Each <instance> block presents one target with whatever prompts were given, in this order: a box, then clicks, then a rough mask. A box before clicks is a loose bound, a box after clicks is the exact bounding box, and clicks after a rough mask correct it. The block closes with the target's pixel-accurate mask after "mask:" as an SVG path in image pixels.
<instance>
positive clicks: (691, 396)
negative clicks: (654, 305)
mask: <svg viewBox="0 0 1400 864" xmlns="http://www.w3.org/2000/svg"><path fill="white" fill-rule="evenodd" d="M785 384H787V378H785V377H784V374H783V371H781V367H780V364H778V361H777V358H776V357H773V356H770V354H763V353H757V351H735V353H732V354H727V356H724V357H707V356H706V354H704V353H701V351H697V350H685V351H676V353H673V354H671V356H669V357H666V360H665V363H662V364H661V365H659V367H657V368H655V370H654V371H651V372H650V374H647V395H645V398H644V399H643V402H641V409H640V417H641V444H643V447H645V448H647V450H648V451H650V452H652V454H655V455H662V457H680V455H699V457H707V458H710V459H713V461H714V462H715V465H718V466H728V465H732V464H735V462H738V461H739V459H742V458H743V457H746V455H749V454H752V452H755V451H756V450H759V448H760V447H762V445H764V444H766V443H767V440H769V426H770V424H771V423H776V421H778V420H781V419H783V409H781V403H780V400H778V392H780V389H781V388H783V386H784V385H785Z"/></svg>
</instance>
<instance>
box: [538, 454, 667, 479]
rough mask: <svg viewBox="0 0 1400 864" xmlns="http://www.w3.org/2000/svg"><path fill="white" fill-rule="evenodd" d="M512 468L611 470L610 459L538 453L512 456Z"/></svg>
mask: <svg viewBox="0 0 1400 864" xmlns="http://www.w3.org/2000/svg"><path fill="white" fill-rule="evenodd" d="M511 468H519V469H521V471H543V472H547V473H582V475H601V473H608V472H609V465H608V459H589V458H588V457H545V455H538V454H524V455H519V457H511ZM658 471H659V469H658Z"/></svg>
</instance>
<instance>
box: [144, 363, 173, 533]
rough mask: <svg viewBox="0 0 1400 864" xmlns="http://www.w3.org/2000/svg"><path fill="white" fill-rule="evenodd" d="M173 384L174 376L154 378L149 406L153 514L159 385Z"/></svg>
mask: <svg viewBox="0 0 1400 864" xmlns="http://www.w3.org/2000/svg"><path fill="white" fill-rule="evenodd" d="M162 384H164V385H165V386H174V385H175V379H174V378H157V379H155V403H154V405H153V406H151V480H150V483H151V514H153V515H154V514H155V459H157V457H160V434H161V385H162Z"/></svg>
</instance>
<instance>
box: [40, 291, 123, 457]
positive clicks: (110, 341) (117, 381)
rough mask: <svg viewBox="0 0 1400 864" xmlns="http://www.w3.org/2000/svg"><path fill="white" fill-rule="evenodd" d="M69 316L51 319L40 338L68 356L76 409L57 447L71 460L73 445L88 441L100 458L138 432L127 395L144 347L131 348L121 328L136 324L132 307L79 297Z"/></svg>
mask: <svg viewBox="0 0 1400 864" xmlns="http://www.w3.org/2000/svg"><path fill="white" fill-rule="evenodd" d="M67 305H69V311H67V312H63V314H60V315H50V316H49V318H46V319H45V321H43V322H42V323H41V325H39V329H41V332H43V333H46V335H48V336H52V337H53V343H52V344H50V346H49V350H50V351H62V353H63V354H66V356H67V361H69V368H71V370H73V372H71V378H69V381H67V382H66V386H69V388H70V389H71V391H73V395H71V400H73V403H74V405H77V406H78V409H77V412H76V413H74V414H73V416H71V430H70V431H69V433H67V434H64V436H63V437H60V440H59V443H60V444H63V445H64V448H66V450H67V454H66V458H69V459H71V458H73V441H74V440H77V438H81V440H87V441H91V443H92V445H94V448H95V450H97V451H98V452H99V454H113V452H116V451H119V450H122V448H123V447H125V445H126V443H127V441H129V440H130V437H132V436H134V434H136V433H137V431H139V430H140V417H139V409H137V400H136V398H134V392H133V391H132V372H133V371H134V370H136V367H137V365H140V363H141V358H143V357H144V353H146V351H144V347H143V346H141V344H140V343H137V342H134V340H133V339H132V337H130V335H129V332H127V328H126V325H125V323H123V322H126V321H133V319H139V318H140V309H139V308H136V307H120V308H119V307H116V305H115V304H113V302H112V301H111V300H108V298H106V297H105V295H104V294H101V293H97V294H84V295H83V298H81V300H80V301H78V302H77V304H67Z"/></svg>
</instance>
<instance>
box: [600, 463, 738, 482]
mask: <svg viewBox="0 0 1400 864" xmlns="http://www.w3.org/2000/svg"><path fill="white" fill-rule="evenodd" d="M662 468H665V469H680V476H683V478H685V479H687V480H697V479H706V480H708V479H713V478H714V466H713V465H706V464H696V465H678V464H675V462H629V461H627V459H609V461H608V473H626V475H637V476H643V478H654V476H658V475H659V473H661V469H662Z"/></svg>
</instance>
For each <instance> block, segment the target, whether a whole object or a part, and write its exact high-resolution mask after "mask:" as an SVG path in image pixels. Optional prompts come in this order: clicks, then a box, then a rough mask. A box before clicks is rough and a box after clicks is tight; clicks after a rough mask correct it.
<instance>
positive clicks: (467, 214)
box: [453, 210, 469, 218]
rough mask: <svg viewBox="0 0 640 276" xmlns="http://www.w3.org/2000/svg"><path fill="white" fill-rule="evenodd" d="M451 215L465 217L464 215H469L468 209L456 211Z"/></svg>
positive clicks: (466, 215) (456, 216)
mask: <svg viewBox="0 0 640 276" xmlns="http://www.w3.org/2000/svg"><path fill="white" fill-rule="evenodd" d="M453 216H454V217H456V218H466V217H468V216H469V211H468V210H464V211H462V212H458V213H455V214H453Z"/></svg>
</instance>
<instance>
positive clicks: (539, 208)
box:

==========

Each line in the listing above that includes "this" is to be copied.

Each <instance> block presents one target with whatever prompts were given, in this order: a box, then clicks, then a rough mask. A box before clicks is a loose bound, a box after clicks is the exact bounding box, and clicks after a rough mask correct it. The block closes with the target's pixel-accurate mask after "mask:" as an SVG path in image pixels.
For each <instance> block, segment the target, whether a whole object or a part, and write its exact high-resolution mask after "mask:" as an SVG path in image pixels. Optional prompts come in this order: clicks, then a box, then a rough mask. A box before clicks is rough and a box after clicks is tight; clicks after a rough mask correct it.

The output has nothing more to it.